_Passage:_
• • • • • • •

In October 2020, the United Nations Support Mission in Libya (UNSMIL) facilitated the first round of the Libyan Political Dialogue Forum (LPDF). The LPDF was created to “generate consensus on a unified governance framework” among its inclusive and diverse 74-member delegation, comprised of representatives from across Libya, including members of the HoR, High Council of State (HCS), and civil society. Members voted on electoral lists consisting of a prime minister and a separate 3-member Presidential Council, with each candidate representing one of Libya’s three historic provinces—Tripolitania, Cyrenaica, and Fezzan.
In February 2021, after two rounds of voting, the LPDF selected a new executive council, creating the interim GNU. The LPDF elected Abdelhamid Dbeibah, a wealthy businessman and former Qadhafi associate, to the role of interim prime minister. Mohamed Menfi was chosen to lead the Presidency Council; the remaining two members of the council are Musa al-Koni, the GNA’s former deputy prime minister, and Abdullah al-Lafi. In March, 132 members of the HoR met to approve of the GNU and its 35-member cabinet. Five days later, the two rival governments peacefully handed over power to the GNU. Despite allegations of vote buying, the legitimacy of the LPDF elections, the GNU, and its mandate have been internationally recognized.
The LPDF created the GNU as an interim government with a specific, limited mandate. The chief role of the GNU was to reunify national institutions, including the army and the central bank, and to oversee the elections that had been set for December 2021, after which its mandate would end. However, two days before the elections were set to take place, the presidential elections were postponed, after the High National Election Commission (HNEC), tasked with the technical registration and implementation of elections, announced its inability to carry out its mandate. Following the postponements of the December elections, the HoR announced that it no longer recognized the legitimacy of the GNU, though the UN continued to recognize the GNU’s mandate.
|Were the current national legislative representatives elected through free and fair elections?||0.000 4.004|
Under the 2015 Libyan Political Agreement (LPA), the unicameral, 200-seat HoR was to remain in place as the interim legislature. The agreement also created the HCS, a secondary consultative body composed of some members of the rival General National Congress (GNC). However, the HoR never formally approved the LPA’s provisions or recognized the GNA.

• • • • • • •

_Information shown:_

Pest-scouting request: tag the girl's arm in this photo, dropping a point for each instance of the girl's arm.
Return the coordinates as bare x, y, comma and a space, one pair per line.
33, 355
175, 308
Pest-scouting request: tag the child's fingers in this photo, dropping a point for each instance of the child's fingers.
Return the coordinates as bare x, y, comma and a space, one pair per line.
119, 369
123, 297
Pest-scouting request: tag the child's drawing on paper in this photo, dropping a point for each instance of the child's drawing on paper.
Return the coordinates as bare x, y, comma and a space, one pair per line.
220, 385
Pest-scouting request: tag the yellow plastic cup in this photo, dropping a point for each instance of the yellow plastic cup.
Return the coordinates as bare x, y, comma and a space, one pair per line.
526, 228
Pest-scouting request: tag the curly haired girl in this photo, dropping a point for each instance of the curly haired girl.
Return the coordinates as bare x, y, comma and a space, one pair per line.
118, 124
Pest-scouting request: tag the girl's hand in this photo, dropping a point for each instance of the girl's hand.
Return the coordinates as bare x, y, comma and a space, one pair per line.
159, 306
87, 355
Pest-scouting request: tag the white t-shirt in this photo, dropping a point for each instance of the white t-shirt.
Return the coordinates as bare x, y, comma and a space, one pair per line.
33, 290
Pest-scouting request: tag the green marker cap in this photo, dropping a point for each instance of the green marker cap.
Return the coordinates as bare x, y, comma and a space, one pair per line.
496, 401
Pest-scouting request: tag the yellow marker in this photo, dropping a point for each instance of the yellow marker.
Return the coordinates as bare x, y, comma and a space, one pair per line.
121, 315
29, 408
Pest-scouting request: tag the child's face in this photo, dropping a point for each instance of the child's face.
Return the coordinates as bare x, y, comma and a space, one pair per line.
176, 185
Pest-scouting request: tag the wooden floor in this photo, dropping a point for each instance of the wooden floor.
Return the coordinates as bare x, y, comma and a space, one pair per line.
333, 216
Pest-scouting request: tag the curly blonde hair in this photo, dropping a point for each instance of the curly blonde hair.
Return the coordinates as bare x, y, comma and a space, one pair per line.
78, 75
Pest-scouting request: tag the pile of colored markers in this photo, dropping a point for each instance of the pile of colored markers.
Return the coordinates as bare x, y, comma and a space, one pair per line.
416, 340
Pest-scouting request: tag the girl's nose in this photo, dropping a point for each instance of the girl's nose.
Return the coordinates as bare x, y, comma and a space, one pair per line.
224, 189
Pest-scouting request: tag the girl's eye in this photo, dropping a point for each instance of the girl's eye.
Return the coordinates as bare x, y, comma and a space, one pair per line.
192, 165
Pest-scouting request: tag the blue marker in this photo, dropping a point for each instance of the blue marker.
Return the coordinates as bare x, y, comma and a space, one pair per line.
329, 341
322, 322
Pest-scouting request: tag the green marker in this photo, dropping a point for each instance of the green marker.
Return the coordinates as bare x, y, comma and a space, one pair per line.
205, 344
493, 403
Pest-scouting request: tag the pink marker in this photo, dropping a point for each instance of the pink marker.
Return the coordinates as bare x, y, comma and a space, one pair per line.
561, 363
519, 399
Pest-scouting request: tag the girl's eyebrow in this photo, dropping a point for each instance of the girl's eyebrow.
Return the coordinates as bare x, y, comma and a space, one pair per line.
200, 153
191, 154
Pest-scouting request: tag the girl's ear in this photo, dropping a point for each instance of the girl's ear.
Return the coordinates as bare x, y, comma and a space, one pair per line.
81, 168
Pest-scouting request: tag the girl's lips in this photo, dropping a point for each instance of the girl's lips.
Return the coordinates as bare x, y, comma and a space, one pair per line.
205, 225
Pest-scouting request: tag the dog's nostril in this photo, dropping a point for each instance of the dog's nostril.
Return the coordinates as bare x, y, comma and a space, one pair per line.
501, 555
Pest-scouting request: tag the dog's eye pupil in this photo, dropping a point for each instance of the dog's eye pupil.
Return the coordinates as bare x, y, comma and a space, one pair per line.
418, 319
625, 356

• • • • • • •

_What is needed:_ Reproduce the Libya passage word for word between "The LPDF created" and "the GNU’s mandate.", inclusive.

_Task output:_
The LPDF created the GNU as an interim government with a specific, limited mandate. The chief role of the GNU was to reunify national institutions, including the army and the central bank, and to oversee the elections that had been set for December 2021, after which its mandate would end. However, two days before the elections were set to take place, the presidential elections were postponed, after the High National Election Commission (HNEC), tasked with the technical registration and implementation of elections, announced its inability to carry out its mandate. Following the postponements of the December elections, the HoR announced that it no longer recognized the legitimacy of the GNU, though the UN continued to recognize the GNU’s mandate.